» **What is being asked**:
Rewrite every line of the records below with "Target" replaced by "Object" and everything else left as is. Leave out the pictures.
------------------------------
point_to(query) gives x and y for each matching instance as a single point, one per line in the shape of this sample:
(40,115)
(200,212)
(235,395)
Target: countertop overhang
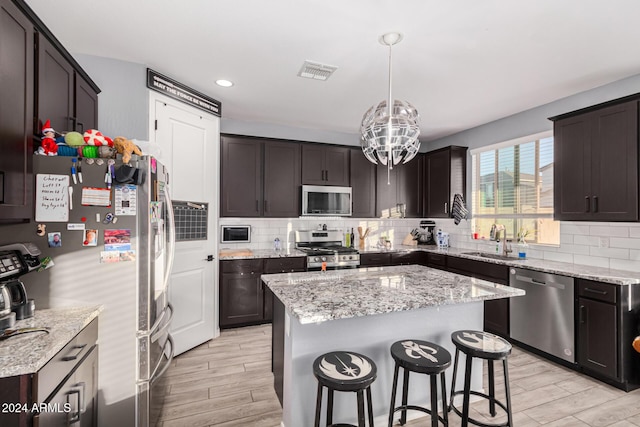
------------------------------
» **The response**:
point_to(query) gives x and y for each matching instance as a single point, one per line in the shape of this sample:
(40,115)
(200,212)
(235,395)
Object: countertop overhang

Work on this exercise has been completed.